_Data supplied_
>>

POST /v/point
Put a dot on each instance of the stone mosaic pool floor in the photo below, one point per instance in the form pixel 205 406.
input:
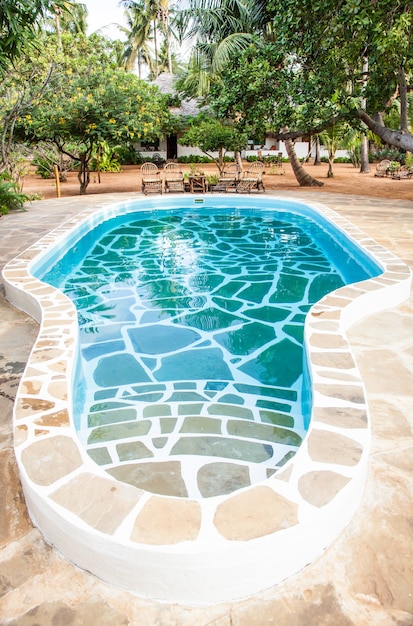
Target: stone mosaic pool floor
pixel 192 344
pixel 188 550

<<

_Work instructions_
Reproduce the material above with every "stone mosaic pool floor" changed to "tiled pool floor" and nothing else altered. Leave the pictures out.

_Worked solution_
POST /v/point
Put a dot on each instance of the tiled pool floor in the photo below, one point per instance in the form pixel 205 406.
input:
Target: tiled pool floor
pixel 192 344
pixel 188 550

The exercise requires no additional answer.